*Task item*
Your task is to repeat the lines below exactly, excluding any pictures they contain.

(Saved data entries)
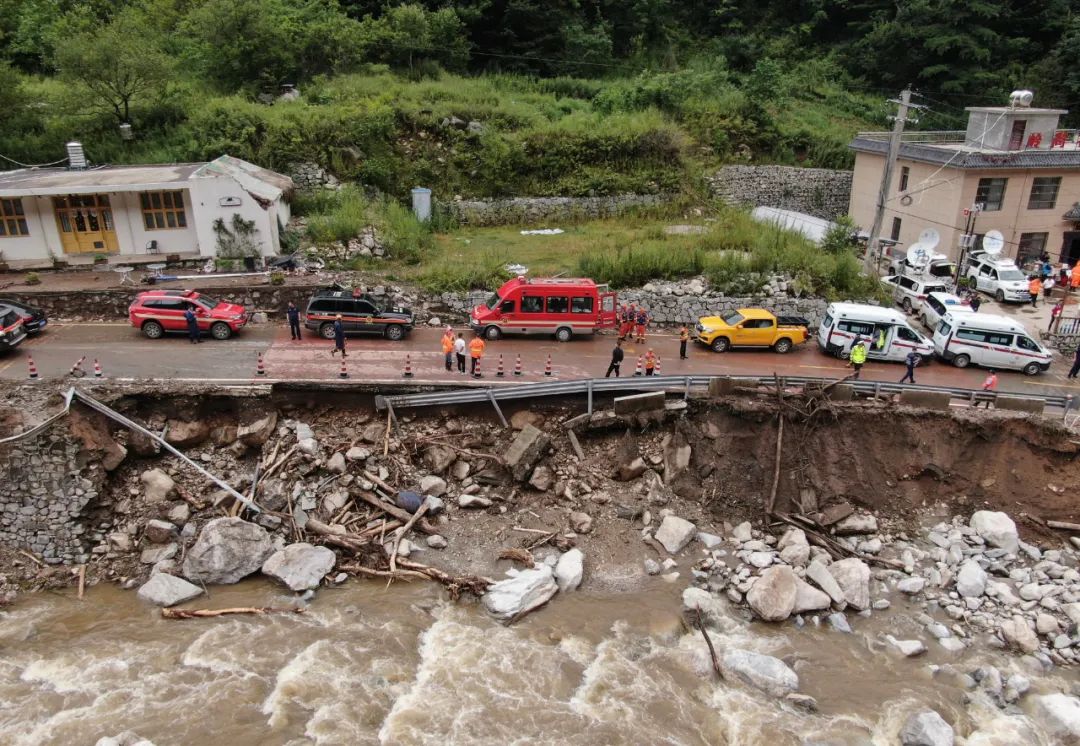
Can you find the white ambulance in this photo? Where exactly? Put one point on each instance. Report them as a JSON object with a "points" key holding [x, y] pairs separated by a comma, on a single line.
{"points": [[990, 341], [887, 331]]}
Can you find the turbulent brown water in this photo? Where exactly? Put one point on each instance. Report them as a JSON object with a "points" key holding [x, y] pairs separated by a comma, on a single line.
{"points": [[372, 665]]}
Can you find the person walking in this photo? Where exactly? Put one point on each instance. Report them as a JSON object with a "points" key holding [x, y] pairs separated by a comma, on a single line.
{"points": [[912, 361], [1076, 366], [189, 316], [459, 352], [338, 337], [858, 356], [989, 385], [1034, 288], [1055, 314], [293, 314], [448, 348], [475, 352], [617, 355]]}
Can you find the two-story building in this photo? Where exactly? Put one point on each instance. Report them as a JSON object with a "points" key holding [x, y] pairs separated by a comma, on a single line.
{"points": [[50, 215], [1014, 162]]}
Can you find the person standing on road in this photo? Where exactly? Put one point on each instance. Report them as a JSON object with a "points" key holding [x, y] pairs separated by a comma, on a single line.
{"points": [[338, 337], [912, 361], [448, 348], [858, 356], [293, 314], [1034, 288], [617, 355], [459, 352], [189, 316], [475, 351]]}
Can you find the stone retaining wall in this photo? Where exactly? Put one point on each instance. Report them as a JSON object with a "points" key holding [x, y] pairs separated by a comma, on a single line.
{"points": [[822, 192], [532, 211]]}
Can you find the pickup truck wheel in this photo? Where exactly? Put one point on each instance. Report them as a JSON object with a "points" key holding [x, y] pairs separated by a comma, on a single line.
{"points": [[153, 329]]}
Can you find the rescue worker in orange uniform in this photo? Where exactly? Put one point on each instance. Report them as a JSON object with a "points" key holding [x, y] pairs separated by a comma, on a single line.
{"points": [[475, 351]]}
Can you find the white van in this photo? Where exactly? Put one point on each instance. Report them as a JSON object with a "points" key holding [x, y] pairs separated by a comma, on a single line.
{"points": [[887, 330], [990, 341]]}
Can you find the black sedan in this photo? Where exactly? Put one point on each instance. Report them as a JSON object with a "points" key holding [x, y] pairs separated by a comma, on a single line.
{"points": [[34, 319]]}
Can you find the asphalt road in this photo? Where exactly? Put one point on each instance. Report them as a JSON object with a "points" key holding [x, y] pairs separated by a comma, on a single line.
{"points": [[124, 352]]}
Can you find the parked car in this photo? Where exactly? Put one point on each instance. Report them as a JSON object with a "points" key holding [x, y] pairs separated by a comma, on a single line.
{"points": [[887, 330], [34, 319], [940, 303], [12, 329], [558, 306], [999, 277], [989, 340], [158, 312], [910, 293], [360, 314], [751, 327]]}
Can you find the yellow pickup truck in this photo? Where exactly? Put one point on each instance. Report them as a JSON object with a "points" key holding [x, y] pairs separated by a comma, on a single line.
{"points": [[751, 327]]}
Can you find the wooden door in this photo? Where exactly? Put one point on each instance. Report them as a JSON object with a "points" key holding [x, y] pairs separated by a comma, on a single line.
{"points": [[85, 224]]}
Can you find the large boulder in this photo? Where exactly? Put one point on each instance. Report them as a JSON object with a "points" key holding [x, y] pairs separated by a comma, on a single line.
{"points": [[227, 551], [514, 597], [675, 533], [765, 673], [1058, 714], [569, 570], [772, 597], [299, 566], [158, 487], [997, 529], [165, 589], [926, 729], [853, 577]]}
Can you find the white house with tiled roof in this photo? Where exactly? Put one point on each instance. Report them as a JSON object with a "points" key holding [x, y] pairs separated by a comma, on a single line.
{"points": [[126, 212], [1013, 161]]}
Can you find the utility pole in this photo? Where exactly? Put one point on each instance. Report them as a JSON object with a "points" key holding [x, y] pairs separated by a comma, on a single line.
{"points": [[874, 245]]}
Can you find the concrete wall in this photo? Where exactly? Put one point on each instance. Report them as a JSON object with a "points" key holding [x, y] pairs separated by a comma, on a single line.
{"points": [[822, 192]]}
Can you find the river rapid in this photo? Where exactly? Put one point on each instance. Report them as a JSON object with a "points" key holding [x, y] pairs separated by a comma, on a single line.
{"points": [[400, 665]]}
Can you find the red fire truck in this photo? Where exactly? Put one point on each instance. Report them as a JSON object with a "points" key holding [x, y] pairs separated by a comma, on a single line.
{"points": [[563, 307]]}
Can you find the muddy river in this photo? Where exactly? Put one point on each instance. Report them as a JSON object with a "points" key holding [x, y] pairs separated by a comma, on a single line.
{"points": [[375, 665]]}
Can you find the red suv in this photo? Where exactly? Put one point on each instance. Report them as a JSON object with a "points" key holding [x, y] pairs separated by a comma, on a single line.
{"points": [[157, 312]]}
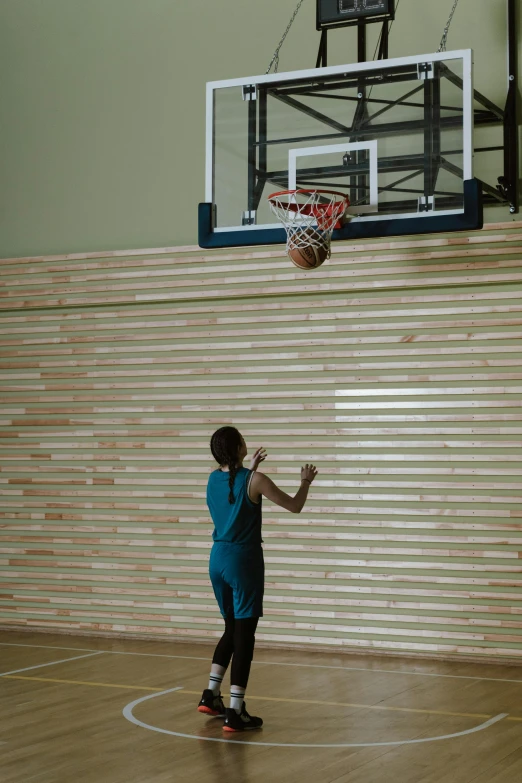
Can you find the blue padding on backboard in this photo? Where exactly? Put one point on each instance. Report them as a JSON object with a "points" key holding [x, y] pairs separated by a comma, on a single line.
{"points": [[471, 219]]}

*Solution for this task*
Can you find the white ambulance in this photo? Where exactly? Put one point on each instance. Report them as a JSON object with a "points" key holding [x, y] pairs separated by a comma, on a single line.
{"points": [[990, 341], [887, 331]]}
Can you find the turbulent brown water in this photo? Where exactly? Put one point on each instance. Report them as a JSON object with a "points" key holding [x, y] pairs separated by a comma, on a single line.
{"points": [[372, 665]]}
Can you find the person walking in this photo? Where exactly? Put one point on each instance. Report them as a JSON object with a "points" key holding [x, y] pairs separated by a comma, on a single line.
{"points": [[912, 361], [1076, 366], [189, 316], [459, 352], [338, 337], [858, 356], [989, 385], [1034, 288], [1055, 314], [293, 314], [448, 348], [475, 352], [617, 355]]}
Can you find the two-story building in this photo? Where exactly? Put one point on each instance. Report them as a JSON object with a "points" key holding [x, y] pairs separated by a comma, on a single line.
{"points": [[50, 215], [1014, 162]]}
Can you find the person standing on road in this photo? Where exactly? Put one point on each instance. Report them as a JSON object with a "points" key holding [x, y] pairs separated by a comma, on a single line.
{"points": [[338, 337], [912, 361], [448, 348], [858, 356], [293, 314], [1034, 288], [617, 355], [459, 352], [189, 316], [475, 351]]}
Can you find the stone retaining wall in this photo? Where exactly? Put one point on each instance. Report them as a JSON object with a "points" key holding [x, y] pairs separated by a comma, on a single line.
{"points": [[822, 192], [532, 211]]}
Can you find the pickup truck wheel in this photo? Where exactly? Put one point on each instance. Report them as a JSON object with a "points" key holding [x, y] pairs separated by a comma, on a single line.
{"points": [[153, 329]]}
Can you find the rescue worker in orange uniform in this photo? Where exactly? Put one point on each instance. Report them as a JSON object with a "points" key holding [x, y] pairs separated by a comma, on a single line.
{"points": [[475, 351]]}
Can you find the white van in this photo? Where exactly? Put one point on each instance. Report them as a JSON object with a "points" key holding [x, y] pairs separated by a comma, on a single line.
{"points": [[887, 330], [990, 341]]}
Can you find the black sedan in this photo? Where exactly? Put one point on each instance. Report them as a JSON object with a "points" key holding [x, y] pairs separated by a comma, on a single line.
{"points": [[34, 319]]}
Can you find the asphalt road in this photo? Where exactly? Put one point on each instance. Report them as a JSON object with a "points" key holding [x, y] pairs separated by a comma, on a single line.
{"points": [[124, 352]]}
Can you find the parked car in this photo? Where exactly? Put one point on each instance. Report them as a JSON object with a "points" key holding [x, y] pairs separated by a comma, on a single line.
{"points": [[887, 330], [34, 319], [940, 303], [12, 329], [558, 306], [999, 277], [989, 340], [158, 312], [910, 293], [360, 314], [751, 327]]}
Can you find the yellow pickup truck in this photo? Where exactly? Put one point on each instance. Report them as a JSON object with a "points" key holding [x, y] pairs separated by a comma, on a single line.
{"points": [[751, 327]]}
Can you find the wooden door in this photo? Where exactly? Put one point on each instance. Report them as a JSON object with a "points" key holding [x, y] pairs separated by a comma, on a single line.
{"points": [[85, 224]]}
Can you find the large boulder in this photo? Where exactly? Put one point on each instance. Report them as a JSON object with a "points" key holding [x, y] pairs separated by a comma, on a single line.
{"points": [[227, 551], [514, 597], [675, 533], [765, 673], [1058, 714], [569, 570], [772, 597], [299, 566], [158, 487], [997, 529], [165, 589], [926, 729], [853, 577]]}
Can you find the white house with tiled roof in this photo? Where exactly? Put one point on each instance. Report them as a JSON object with a "points" key holding [x, y] pairs separated by a comma, on a single line.
{"points": [[126, 212], [1013, 161]]}
Can you find the utility pole in this photo? Where exactly? Put one point on each instance. Report them as a JSON object with a "points" key holding [x, y] pairs separated by a comma, on a single line.
{"points": [[874, 245]]}
Can you find the concrete wall in this photo? Where exactly? Put one point on each instance. Report them as a JSON object with a "points" key holding [x, y] pairs separated by a comma, on a single line.
{"points": [[822, 192]]}
Can you find the river rapid in this photo? Where exactly? Put one point on each instance. Report them as a JSON object with a "points" key holding [x, y] pairs separated by a comma, on a single line.
{"points": [[400, 665]]}
Can you find the red fire truck in this photo? Where exactly? Put one point on each instance. Report them as a JSON object with a "points" key holding [x, y] pairs separated by a comma, on a single line.
{"points": [[563, 307]]}
Can you find the muddy river in this photo? Where exactly? Put one point on each instance. Report them as a JSON object with a "points" key holding [x, y] pairs separated by a comma, on a single line.
{"points": [[375, 665]]}
Can you find the red suv in this photo? Where exactly? Put one point on each instance. Report them as a JSON object with a "points" key holding [x, y] pairs separated by a comma, on a single line.
{"points": [[157, 312]]}
Can you find the blue padding on backboard in this photo? Where exactly? Put one point on each instance. Report them as a JSON object with a "points" key holding [x, y] pairs separated by a comma, on a single line.
{"points": [[471, 219]]}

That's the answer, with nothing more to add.